TEXTO MOSTRADO:
——

A los 16
Cansada de que la tratasen como una «sirvienta» dijo: Basta.
Tomó sus cosas y se fue de la casa que compartía con su padre, su madrasta y sus medios hermanos. Se subió a un barco y después de un largo y cansador viaje desembarcó en el puerto de Buenos Aires.
Sola.
A los 16.
Su madre había muerto cuando ella tenía seis años y desde ese momento nada fue fácil en su vida. Su padre volvió a casarse, pero nunca volvió a tener un hogar. Los hogares se construyen día a día con amor y paciencia y en esa casa humilde perdida entre las lomadas de Marcón, en Galicia, esas virtudes eran las que no sobraban.
En 1925 mi abuela paterna descendió del barco en Buenos Aires.
A los 16.
Sola.

——

INSTRUCCIONES DE TAREAS:
1) Pasa a una lista numerada las filas que van desde la que contiene "cargo van in the photo above." hasta el final de las filas, ambas incluidas, sin las líneas en blanco.
2) Sigue escribiendo el relato sobre la abuela que llegó sola a Buenos Aires a partir de su última oración.

FILAS:

——

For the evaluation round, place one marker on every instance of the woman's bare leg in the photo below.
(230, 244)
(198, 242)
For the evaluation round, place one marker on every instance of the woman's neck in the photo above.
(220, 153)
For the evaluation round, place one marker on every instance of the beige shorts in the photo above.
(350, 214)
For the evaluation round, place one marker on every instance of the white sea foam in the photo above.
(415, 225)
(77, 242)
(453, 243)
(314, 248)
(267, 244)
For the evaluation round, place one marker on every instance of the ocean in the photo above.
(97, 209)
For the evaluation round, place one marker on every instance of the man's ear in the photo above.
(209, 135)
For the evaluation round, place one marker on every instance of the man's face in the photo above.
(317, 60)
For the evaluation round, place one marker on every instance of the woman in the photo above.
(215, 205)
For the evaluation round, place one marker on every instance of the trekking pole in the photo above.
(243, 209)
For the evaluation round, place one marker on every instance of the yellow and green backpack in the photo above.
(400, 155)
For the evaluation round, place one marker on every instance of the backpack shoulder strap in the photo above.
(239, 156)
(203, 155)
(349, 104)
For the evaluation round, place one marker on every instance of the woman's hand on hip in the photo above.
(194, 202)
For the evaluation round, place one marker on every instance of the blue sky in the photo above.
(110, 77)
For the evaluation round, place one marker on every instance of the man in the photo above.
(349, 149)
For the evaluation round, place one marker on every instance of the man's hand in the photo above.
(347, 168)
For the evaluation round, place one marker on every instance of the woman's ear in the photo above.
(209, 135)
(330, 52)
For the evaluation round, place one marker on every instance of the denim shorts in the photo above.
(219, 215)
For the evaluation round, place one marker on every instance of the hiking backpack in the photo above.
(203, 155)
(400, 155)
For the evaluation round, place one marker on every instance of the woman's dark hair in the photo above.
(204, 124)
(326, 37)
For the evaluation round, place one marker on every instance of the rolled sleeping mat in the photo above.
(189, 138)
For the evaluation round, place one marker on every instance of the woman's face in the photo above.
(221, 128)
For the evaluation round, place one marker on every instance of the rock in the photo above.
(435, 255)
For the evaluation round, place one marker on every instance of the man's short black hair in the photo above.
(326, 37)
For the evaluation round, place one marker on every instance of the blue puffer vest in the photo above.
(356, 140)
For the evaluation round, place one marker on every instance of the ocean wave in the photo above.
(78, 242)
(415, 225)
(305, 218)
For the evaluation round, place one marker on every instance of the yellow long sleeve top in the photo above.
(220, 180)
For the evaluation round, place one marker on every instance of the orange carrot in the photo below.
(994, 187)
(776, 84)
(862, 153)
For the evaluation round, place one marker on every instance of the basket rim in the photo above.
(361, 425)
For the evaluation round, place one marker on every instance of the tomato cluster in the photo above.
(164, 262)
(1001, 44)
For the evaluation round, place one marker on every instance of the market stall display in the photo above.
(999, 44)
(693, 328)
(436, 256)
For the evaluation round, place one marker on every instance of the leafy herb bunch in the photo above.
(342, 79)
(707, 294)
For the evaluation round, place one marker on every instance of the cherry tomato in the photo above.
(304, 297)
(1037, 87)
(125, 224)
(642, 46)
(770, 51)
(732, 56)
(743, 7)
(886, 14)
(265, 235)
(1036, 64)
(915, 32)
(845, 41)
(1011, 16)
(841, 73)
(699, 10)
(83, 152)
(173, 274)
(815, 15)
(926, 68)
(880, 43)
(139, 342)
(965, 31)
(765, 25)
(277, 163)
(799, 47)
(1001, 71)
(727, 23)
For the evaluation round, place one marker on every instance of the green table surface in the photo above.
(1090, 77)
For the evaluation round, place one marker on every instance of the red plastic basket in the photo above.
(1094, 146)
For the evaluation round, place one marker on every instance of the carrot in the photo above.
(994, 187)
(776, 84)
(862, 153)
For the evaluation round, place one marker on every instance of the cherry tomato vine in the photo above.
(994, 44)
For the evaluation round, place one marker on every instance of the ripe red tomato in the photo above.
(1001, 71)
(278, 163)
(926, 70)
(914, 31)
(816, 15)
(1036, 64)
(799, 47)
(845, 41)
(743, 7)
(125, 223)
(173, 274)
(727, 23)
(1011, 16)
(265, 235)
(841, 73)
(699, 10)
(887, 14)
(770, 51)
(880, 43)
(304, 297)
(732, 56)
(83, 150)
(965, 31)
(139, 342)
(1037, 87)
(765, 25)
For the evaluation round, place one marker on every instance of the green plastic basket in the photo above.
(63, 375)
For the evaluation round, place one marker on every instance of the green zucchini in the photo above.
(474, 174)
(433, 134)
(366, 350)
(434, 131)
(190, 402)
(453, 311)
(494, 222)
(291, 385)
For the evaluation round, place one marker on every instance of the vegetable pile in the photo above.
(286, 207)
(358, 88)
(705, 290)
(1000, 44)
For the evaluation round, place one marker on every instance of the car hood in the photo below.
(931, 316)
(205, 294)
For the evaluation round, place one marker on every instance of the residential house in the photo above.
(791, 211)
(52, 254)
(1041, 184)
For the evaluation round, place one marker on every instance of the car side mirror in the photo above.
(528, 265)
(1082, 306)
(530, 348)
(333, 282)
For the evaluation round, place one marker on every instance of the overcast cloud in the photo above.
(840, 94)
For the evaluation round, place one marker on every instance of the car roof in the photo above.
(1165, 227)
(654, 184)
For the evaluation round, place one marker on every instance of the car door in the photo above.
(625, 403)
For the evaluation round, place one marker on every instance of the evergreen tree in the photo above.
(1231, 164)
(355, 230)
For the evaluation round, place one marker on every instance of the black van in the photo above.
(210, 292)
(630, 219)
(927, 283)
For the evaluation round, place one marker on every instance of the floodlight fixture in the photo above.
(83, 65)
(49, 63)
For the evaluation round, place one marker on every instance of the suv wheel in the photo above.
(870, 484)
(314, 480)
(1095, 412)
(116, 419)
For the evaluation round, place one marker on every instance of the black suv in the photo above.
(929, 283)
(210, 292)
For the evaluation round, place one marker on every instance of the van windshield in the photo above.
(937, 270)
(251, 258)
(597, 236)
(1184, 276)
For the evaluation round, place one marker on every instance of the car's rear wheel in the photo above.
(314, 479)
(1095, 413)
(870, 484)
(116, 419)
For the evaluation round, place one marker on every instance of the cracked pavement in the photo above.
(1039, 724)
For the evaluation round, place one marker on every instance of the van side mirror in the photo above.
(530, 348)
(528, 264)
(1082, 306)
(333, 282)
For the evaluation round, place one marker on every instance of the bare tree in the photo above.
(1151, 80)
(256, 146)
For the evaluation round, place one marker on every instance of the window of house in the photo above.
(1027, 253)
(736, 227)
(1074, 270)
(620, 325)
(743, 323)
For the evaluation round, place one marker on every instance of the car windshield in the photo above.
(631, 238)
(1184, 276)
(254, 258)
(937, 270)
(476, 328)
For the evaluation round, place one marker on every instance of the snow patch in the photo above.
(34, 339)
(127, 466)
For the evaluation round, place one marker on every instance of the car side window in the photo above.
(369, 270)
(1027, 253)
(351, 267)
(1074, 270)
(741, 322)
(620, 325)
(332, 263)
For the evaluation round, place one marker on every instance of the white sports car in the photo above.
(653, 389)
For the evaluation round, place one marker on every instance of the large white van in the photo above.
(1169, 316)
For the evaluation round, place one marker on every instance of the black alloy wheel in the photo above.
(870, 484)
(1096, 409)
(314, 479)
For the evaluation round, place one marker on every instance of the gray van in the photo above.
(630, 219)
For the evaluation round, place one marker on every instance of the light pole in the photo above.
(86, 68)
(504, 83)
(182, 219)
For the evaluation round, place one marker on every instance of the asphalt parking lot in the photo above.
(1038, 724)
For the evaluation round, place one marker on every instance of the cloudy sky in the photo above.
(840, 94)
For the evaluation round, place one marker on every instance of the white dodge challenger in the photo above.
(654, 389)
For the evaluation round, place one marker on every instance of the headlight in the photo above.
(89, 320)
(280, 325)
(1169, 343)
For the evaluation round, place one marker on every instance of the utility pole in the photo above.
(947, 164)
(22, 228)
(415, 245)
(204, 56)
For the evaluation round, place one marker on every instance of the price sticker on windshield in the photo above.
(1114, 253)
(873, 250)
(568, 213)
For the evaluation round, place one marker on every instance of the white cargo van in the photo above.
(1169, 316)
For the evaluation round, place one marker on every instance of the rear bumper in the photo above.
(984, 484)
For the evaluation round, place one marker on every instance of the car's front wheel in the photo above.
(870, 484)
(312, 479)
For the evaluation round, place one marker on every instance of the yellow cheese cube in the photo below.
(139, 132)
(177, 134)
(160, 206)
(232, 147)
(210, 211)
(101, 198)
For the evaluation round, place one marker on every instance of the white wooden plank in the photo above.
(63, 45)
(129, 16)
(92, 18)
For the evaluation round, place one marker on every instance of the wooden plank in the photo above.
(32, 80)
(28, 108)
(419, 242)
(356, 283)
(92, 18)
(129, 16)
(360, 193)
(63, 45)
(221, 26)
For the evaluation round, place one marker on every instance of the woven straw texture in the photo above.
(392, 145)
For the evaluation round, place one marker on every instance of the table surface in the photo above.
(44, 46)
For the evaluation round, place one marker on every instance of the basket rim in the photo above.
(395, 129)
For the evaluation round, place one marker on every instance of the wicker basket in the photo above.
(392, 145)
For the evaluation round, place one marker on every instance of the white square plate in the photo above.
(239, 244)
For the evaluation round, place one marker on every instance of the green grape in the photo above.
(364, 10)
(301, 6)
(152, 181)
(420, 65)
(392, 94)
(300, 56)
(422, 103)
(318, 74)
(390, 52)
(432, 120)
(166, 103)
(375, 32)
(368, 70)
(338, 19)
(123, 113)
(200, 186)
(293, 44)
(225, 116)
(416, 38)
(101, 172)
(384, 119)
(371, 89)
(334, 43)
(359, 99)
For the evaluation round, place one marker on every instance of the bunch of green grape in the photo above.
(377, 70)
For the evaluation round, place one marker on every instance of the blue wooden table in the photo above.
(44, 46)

——

RESPUESTAS ESCRITAS:
1)
1. For the evaluation round, place one marker on every instance of the white cargo van in the photo above.
2. (1169, 316)
3. For the evaluation round, place one marker on every instance of the rear bumper in the photo above.
4. (984, 484)
5. For the evaluation round, place one marker on every instance of the car's front wheel in the photo above.
6. (870, 484)
7. (312, 479)
8. For the evaluation round, place one marker on every instance of the yellow cheese cube in the photo below.
9. (139, 132)
10. (177, 134)
11. (160, 206)
12. (232, 147)
13. (210, 211)
14. (101, 198)
15. For the evaluation round, place one marker on every instance of the white wooden plank in the photo above.
16. (63, 45)
17. (129, 16)
18. (92, 18)
19. For the evaluation round, place one marker on every instance of the wooden plank in the photo above.
20. (32, 80)
21. (28, 108)
22. (419, 242)
23. (356, 283)
24. (92, 18)
25. (129, 16)
26. (360, 193)
27. (63, 45)
28. (221, 26)
29. For the evaluation round, place one marker on every instance of the woven straw texture in the photo above.
30. (392, 145)
31. For the evaluation round, place one marker on every instance of the table surface in the photo above.
32. (44, 46)
33. For the evaluation round, place one marker on every instance of the basket rim in the photo above.
34. (395, 129)
35. For the evaluation round, place one marker on every instance of the wicker basket in the photo above.
36. (392, 145)
37. For the evaluation round, place one marker on every instance of the white square plate in the photo above.
38. (239, 244)
39. For the evaluation round, place one marker on every instance of the green grape in the photo above.
40. (364, 10)
41. (301, 6)
42. (152, 181)
43. (420, 65)
44. (392, 94)
45. (300, 56)
46. (422, 103)
47. (318, 74)
48. (390, 52)
49. (432, 120)
50. (166, 103)
51. (375, 32)
52. (368, 70)
53. (338, 19)
54. (123, 113)
55. (200, 186)
56. (293, 44)
57. (225, 116)
58. (416, 38)
59. (101, 172)
60. (384, 119)
61. (371, 89)
62. (334, 43)
63. (359, 99)
64. For the evaluation round, place one marker on every instance of the bunch of green grape in the photo above.
65. (377, 70)
66. For the evaluation round, place one marker on every instance of the blue wooden table in the photo above.
67. (44, 46)

2)
Me surgen tantas preguntas sobre ese viaje. ¿Por qué no se las hice cuando tuve la posibilidad?
Al llegar se alojó en la casa de unos tíos y primos. Cuando las hijas de esos primos cuestionaron su presencia volvió a decir “basta”. Tomó otra vez sus pocas pertenencias y se fue.
Otra vez, sola.
Esta vez no fue a un barco.
Un tío quiso ayudarla y le consiguió trabajo en la casa donde él trabajaba de chofer. Era la casa de una familia adinerada de la calle Salguero. Allí hacía los quehaceres domésticos y llenaba frascos con perfumes que la familia vendía en una farmacia. Por lo menos eso era lo que ella contaba.
Cuando pregunto, nadie tiene una respuesta para darme. Mi abuela no hablaba de su pasado. No quería recordar.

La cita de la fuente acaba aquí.